====== DATA FOR THIS TASK ======
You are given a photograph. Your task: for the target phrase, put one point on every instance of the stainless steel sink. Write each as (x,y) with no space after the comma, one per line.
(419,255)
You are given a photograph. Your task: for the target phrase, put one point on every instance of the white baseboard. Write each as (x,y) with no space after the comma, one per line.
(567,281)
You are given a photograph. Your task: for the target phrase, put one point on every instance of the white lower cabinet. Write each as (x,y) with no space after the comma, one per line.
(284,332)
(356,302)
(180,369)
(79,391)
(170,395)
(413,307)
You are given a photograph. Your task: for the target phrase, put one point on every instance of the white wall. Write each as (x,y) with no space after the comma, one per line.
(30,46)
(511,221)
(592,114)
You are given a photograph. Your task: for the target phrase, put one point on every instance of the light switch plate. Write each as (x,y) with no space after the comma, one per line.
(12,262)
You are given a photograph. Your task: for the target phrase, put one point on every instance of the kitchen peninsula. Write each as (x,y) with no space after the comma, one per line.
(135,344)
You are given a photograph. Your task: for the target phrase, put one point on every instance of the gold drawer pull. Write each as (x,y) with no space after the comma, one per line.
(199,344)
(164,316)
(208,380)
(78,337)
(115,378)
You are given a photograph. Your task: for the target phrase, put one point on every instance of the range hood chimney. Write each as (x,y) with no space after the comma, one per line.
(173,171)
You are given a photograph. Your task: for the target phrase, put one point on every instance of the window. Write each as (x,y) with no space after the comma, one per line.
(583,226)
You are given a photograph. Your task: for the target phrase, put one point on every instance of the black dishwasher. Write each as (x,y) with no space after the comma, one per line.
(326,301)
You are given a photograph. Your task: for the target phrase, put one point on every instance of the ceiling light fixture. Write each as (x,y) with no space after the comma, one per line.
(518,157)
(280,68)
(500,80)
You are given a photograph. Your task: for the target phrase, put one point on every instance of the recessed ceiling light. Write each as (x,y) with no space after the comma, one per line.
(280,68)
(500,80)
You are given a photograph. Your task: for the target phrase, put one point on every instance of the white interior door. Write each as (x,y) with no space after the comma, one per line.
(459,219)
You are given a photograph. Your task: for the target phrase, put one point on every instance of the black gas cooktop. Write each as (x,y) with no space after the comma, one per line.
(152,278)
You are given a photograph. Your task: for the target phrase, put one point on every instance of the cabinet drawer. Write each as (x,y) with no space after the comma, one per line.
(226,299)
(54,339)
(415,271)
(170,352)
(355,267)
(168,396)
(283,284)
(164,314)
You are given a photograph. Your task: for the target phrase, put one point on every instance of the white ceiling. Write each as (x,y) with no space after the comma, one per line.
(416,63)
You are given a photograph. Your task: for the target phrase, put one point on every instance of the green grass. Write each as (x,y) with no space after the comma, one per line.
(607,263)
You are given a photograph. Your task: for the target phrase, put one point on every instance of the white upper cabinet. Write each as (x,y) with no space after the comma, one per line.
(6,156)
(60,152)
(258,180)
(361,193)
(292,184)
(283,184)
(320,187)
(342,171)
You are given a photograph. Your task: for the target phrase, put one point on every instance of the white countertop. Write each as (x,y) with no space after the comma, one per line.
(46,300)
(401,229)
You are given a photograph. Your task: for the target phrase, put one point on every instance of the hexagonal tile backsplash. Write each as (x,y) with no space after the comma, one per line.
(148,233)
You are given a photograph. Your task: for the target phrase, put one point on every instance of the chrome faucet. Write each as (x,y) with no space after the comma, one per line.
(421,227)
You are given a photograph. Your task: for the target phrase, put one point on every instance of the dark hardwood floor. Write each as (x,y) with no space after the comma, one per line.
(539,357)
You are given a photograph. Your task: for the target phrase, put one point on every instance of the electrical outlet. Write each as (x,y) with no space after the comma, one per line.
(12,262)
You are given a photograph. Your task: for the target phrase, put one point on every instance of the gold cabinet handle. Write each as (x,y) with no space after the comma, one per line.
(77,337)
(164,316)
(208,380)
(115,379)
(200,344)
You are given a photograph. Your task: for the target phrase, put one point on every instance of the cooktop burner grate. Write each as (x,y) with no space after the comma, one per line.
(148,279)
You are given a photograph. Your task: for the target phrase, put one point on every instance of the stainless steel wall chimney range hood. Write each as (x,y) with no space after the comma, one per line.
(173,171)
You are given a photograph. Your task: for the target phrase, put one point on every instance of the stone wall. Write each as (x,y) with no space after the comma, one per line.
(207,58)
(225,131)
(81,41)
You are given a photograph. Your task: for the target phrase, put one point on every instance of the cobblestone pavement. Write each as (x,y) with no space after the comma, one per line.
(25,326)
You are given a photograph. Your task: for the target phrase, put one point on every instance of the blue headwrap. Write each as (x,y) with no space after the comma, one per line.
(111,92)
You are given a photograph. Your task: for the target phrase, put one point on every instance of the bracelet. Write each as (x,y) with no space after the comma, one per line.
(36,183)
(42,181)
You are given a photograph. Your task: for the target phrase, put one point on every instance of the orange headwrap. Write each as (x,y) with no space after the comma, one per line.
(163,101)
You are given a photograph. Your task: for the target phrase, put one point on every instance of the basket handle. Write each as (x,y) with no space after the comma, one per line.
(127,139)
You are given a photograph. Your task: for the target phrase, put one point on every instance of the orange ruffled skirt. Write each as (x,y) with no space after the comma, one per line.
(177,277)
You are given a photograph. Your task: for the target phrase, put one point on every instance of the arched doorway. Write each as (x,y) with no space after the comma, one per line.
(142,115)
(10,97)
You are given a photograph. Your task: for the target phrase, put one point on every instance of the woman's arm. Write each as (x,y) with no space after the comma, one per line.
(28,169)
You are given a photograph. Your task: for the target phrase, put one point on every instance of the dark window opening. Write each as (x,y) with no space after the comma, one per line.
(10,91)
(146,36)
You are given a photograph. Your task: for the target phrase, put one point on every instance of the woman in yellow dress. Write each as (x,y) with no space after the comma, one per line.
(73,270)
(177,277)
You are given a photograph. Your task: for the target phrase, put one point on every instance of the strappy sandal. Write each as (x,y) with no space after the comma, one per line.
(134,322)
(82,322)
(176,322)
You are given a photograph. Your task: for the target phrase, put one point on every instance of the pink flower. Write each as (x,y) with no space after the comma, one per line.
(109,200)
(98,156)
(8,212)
======
A complete, exact copy of the records is what is needed.

You are given a photograph. Your task: for the target phrase, put one point on every instance of the stainless steel sink. Write each as (x,y) with no space after the comma, one per line.
(419,255)
You are given a photograph. Your task: for the target phrase, put one point on every instance of the white baseboard. Write each as (x,y) with no space after the comma, one per line.
(567,281)
You are given a photograph. Your task: for the target phrase, put one point on every instance of the white lower cabinet. Write each as (x,y) with no space after the comma, one per line.
(284,332)
(356,302)
(180,369)
(79,391)
(170,395)
(413,307)
You are given a photograph. Your task: for the target phrase, put one point on every instance of the white wall. Write each as (x,y) with no space after the comma, one per line.
(30,46)
(511,221)
(592,114)
You are given a photograph. Your task: for the target phrase, put one point on every instance of the light switch plate. Write each as (x,y) with no space after the comma, one per line.
(12,262)
You are given a photograph. Your task: for the target phrase, put one point on every instance of the kitchen peninsula. Write each as (x,y) with no space after the comma, one per line.
(135,344)
You are given a photograph. Your task: for the target phrase, put one point on every instance of the gold drawer pull. Write each as (x,y) with no space after the comma, one per line.
(199,344)
(164,316)
(208,380)
(78,337)
(115,378)
You are given a photograph. Your task: for the target phrase, put one point on every instance of the range hood chimney. Write each as (x,y) with no space after the comma, one per line.
(173,171)
You are given a photograph. Your task: for the target phrase, put one point on every instance of the window. Write each as (x,y) with no space after the comma, one per line.
(583,226)
You are given a photograph. Your task: for the target phrase, put one point on every instance of the black dishwasher. Write each as (x,y) with no space after the comma, one per line.
(326,301)
You are given a photograph. Your task: for the target phrase, put one point on every instance of the ceiling light fixture. Write each as (x,y) with no space after the comma, one per line.
(518,157)
(280,68)
(500,80)
You are given a photograph. Your task: for the target phrase, put one point on every instance of the recessed ceiling light. Write each as (x,y) with no space after the comma, one per line.
(280,68)
(500,80)
You are given a photograph. Your task: for the target phrase, put one point on every instance of the white interior door. Write each as (x,y) with no space after the comma, one per line.
(459,219)
You are given a photograph. Your task: for the target phrase, put one point on every instance of the black gas cooktop. Write each as (x,y) with no space after the comma, one per line.
(152,278)
You are given a photograph. Your task: for the target phrase, put one point on every instance of the cabinet drawer. Write each as (x,y) with no space after the comma, one per line.
(226,299)
(54,339)
(415,271)
(170,352)
(355,267)
(168,396)
(283,284)
(164,314)
You are given a photograph. Your task: for the target phrase, put one point on every instance of the white ceiling. Write each as (x,y) with no space after the comma, one per line.
(416,63)
You are given a photograph. Your task: for the target phrase, put one point on every instance of the green grass. Write each as (x,y) with no space after the comma, one per line.
(607,263)
You are given a photograph. Your task: for the target phrase, put one point on every instance of the white upper cabinet. Write each as (x,y) with no space after the comma, one per line.
(6,156)
(60,152)
(258,180)
(361,193)
(292,184)
(283,184)
(320,187)
(342,171)
You are given a photograph. Your task: for the target phrase, put one point on every instance of the white countertop. Write each as (x,y) with no space after the comma, one per line.
(46,300)
(401,229)
You are given a photograph. Your task: for the target phrase, put one point on every instance of the hexagonal tile backsplash. Write each as (x,y) with no space after the comma, one per line.
(148,233)
You are given a photograph. Your task: for the target phrase, put one point on every instance of the chrome faucet. Write each as (x,y) with no space after the comma, one per line.
(421,227)
You are given a photograph. Your task: for the target phrase, put one point on every instance of the dark hardwood floor. Write each as (x,y) with no space after the comma, one per line.
(539,357)
You are given a photograph. Your task: for the target phrase, put one point on every instance of the electrical outlet. Write each as (x,y) with no space after the comma, one per line.
(12,262)
You are given a photograph. Your task: for the target phrase, put one point on every instance of the gold cabinet handle. Write each as (x,y) with no space after the comma, one per line.
(77,337)
(164,316)
(208,380)
(115,379)
(200,344)
You are given a photograph. Your task: for the target phrase, put one point on every instance of the cooktop burner grate. Write each as (x,y) with no space after the comma, one per line.
(148,279)
You are given a photograph. Your task: for the target phrase, put one point on every instance of the stainless steel wall chimney range hood. Write each as (x,y) with no space after the comma, one per line.
(173,171)
You are given a photograph. Your task: for the target phrase, put one point on every instance of the stone wall. Write each as (x,y) with no space after the comma, one per line.
(207,58)
(225,131)
(81,41)
You are given a photograph. Your task: for the target phrase, put one point on every instance of the cobblestone pavement. Write each as (x,y) with no space after the comma, one per line.
(25,326)
You are given a photograph. Your task: for the target phrase, put one point on every instance of the blue headwrap. Write each as (x,y) with no space after the comma, one per line.
(111,92)
You are given a photograph. Your task: for the target phrase, put one point on every instance of the bracelet. Write each as (x,y) with no space after the comma, one per line.
(36,183)
(42,181)
You are given a photograph. Your task: for the target phrase, put one point on every instance of the orange headwrap. Write each as (x,y) with no space after the comma, one per line.
(163,101)
You are given a photograph. Your task: for the target phrase, put one point on every instance of the basket handle. Write each as (x,y) with no space after the comma, one per line.
(127,139)
You are given a photograph. Your task: for the target phrase, put one point on every instance of the orange ruffled skirt. Write each as (x,y) with no space after the comma, one per line.
(177,277)
You are given a photograph. Your task: for the target phrase, put one point on every instance of the arched doorway. Write each as (x,y) with no space after the comma, one per line.
(142,115)
(10,97)
You are given a photograph. Your task: for the target phrase, put one point on every instance of the woman's arm. Write each as (x,y) with no space after the comma, one per line.
(28,169)
You are given a photograph. Your task: for the target phrase, put one point on every instance of the dark window opening. Write each as (x,y) with no space after the comma, one per line.
(10,91)
(146,36)
You are given a photograph. Your task: for the target phrase, put one point on every instance of the woman in yellow dress. Write each as (x,y) with no space after the comma, one per line.
(73,270)
(177,277)
You are given a photograph. Your task: for the target phrase, put one point on every instance of the strappy sandal. Write each as (x,y) with no space after the comma, one per line.
(134,322)
(82,322)
(176,322)
You are given a photograph. Your task: for the target phrase, put one point on every instance of the pink flower. Write each as (x,y) with no space after the comma, one per line.
(109,200)
(98,156)
(8,212)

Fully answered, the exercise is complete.